● TASK TO CARRY OUT: An exact transcription of each entry below is required, without any pictures.

● DATA FOR PROCESSING:
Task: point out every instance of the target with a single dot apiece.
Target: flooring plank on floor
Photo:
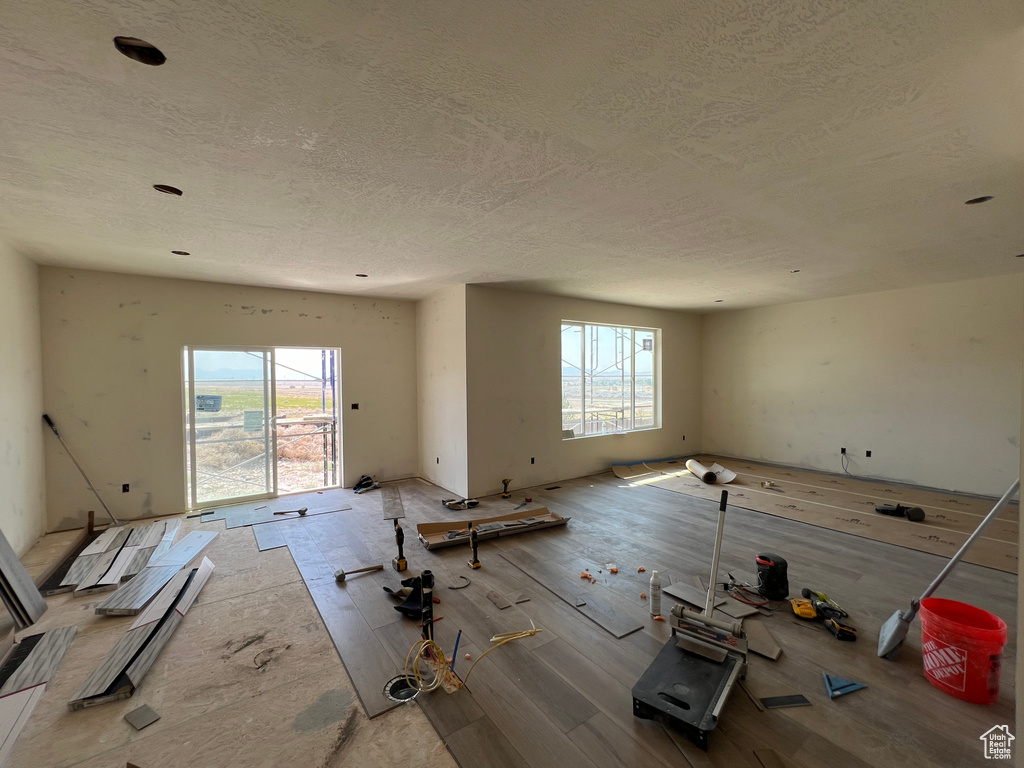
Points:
(598, 607)
(480, 744)
(367, 662)
(42, 662)
(268, 537)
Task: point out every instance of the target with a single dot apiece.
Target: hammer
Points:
(302, 512)
(340, 573)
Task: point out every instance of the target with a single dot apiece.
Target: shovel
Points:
(893, 632)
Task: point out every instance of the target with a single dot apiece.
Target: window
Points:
(259, 422)
(609, 379)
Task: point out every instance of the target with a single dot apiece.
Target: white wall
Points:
(23, 506)
(514, 393)
(928, 379)
(440, 360)
(112, 373)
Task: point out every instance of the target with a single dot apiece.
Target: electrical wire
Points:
(499, 641)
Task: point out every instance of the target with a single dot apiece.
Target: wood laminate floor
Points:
(562, 697)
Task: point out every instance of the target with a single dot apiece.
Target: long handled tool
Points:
(894, 631)
(49, 423)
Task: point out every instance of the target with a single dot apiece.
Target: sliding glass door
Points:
(259, 422)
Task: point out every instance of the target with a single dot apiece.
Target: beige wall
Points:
(440, 361)
(928, 379)
(112, 374)
(23, 508)
(514, 392)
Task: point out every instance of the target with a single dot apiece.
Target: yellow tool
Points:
(804, 608)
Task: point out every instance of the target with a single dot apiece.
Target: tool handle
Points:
(999, 506)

● WRITTEN SOLUTION:
Task: point out every instance of the target with a single dot apiece.
Target: flooring plank on floor
Photo:
Points:
(598, 607)
(480, 744)
(367, 662)
(42, 662)
(268, 537)
Task: point out every instance of the target with a single dot apiece.
Target: hammer
Points:
(302, 512)
(340, 573)
Task: point out every instance of the target with a single dot apiece.
Target: shovel
Points:
(893, 632)
Task: point out every instance of the target with a single dot apiece.
Target: window
Points:
(259, 422)
(609, 379)
Task: point out every instance of the target with a single dot apiece.
Target: white wall
Points:
(23, 506)
(514, 393)
(928, 379)
(440, 360)
(112, 373)
Task: point out every instance of the target with a single dot apiece.
Target: electrical wire
Points:
(499, 641)
Task: point out every instance of the target with a single dot apiece.
Target: wood laminate floor
Points:
(562, 697)
Task: point out every instance of the target with a single dot apiece.
Target: long handled tool
Points:
(894, 631)
(49, 423)
Task: point out every instance of the target with a single dot apiece.
Target: sliding glass door
Points:
(259, 422)
Task: point out every instance of the target with a single dot apiece.
Target: beige wall
Points:
(440, 361)
(928, 379)
(112, 374)
(23, 508)
(514, 392)
Task: point out every instance of the target with a single dot apiece.
Target: yellow tool
Points:
(804, 608)
Task: point out every instance of the target with a single dot apiece.
Target: tool handle
Points:
(999, 506)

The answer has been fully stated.